-- TEXT PASSAGE follows --

Late last week at 3:00 a.m., along came two whole different nightmares about the misty far-off past, leaving me wide awake and wondering “What does it all mean? How am I supposed to cheer up enough to go face the day?”
Then intuition got to work, trying to think up of some friendly tidings for a situation like this. Eureka! It delivered a special message. This one was in a secret code — a sequence of 10 sweet rising notes:
G-D (and)-B, G-D (and)-B, G-E (and)-C, A…
What lyrics go with that? What is it? Think. Keyboard? Woodwind? Strings? The vocals floated to the surface then, gender, timbre, accent. And there it was:
The + Ghost + In + You
Huh. Psychedelic Furs. Well… yes. No doubt. For extra moral support, I took out Father’s prayer book. (Father gave it to me in 2006 as a present when I stopped in at a local Orthodox church to say hello. He took it off the shelf and handed it over just like that.) I leafed open to the short penitential prayers of John Chrysostom. There are 24 of them, one for each hour of the day and night.
The short prayers of John Chrysostom always seemed a dreary lot before. And they didn’t seem a cheerful idea on a shaken up morning before sunrise. But I worked with them anyway, one prayer at a time, breathing each one every 60 minutes of the day. And they were just the right thing. That’s what it took, to let those prayers bloom open and to let me walk out of those dreams.
My proofreading assignment of the day was about treatment of wounds in communicable diseases — tetanus microorganisms in punctures, typhus from lice, rabies from dog bites. The treatment plan was never “It’s the louse’s fault. Make the vermin take the medicine instead.” The first step, no matter who caused what, was to attend to the patient by cleaning out that wound from the inside out. It struck me then. Penance wasn’t all about what victim deserved what they got, or who’s lower than anybody else. Maybe it was more about shaking off what weighs us down and climbing the mercy to get back into the sense of ordinary grace.

-- TEXT PASSAGE concluded --
-- DATASET CONTENT follows --

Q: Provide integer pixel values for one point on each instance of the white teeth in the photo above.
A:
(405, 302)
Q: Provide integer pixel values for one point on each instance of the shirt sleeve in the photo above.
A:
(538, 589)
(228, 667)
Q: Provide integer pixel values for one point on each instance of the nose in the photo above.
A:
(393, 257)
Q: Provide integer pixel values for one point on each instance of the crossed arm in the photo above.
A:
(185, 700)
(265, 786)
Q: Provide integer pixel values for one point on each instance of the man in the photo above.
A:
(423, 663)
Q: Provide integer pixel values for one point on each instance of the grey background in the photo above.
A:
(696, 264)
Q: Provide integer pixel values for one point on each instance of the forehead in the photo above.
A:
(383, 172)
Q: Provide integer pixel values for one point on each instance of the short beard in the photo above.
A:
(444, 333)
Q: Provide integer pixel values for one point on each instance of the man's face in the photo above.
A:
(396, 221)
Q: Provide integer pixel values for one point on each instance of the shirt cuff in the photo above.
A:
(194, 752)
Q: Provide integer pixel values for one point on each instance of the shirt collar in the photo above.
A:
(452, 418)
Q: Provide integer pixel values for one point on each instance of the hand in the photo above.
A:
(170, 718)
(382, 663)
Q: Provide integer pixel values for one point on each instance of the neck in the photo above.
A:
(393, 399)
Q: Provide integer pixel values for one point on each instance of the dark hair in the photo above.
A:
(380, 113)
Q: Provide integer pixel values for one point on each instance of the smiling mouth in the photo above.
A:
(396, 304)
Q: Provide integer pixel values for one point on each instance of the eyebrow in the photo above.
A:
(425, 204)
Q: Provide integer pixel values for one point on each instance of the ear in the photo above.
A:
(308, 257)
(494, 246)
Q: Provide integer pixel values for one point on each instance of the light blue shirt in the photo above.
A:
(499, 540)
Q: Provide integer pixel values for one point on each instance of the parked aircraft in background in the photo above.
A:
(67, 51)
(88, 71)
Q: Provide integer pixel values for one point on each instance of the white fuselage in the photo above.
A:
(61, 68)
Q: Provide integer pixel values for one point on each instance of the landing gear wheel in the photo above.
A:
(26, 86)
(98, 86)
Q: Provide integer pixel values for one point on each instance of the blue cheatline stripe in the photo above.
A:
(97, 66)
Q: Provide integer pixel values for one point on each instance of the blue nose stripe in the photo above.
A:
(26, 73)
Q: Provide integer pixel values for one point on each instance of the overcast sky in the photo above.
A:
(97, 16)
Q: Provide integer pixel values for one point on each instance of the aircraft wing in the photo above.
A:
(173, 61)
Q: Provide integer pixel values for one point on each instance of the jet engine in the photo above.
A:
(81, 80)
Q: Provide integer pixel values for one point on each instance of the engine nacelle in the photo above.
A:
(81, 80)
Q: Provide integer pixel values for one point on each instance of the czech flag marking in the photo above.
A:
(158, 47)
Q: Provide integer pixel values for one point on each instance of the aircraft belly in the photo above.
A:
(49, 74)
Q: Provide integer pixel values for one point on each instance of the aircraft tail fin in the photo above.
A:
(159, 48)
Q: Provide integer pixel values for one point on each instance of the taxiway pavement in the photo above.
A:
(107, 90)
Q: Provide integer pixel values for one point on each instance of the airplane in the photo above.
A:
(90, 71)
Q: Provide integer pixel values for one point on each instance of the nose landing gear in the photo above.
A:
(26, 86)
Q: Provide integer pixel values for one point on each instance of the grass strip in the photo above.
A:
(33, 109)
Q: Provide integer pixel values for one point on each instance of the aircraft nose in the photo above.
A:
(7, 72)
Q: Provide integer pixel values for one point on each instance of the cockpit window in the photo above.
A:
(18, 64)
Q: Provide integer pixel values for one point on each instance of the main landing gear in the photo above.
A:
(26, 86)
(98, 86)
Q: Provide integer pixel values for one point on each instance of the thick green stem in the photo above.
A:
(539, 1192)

-- DATASET CONTENT concluded --

EXERCISE PROMPT
Extend the personal essay about the 3:00 a.m. nightmares and the prayers of John Chrysostom, starting right after its last sentence.

REPLY TO THE EXERCISE
For me, wound cleaning on the psychic level also meant reaching out, or leaning out really, to other people here and now. It meant going to the co-worker down the hall whose name I’ve forgotten two times now, and asking for her name again please and this time writing it down. It meant going to the volunteer job and apologizing in person for being sick and missing so many chances to help. It meant finally stopping to meet that nice neighbor and wee dog who ride the bus every day. It meant bringing that funny news article to the team upstairs so they could make me laugh. It meant asking the bus driver what he likes to do on his spare time, and getting to hear about his 3 year old son, whose little world has been blasted open with excitement after his very first ride on Dad’s bus!! (Now he knows why Dad keeps leaving him behind with Mom! So now instead of crying when Dad puts on his uniform to go away, the little guy starts dancing and clapping.) It meant going back to the drugstore and asking yesterday’s cashier whether her daughter found her lost loaner viola. (Yes! Somebody turned it in to the school.) And all of those people, including the wee dog one, were just so welcoming about it. That turned a dark day into a good rich one.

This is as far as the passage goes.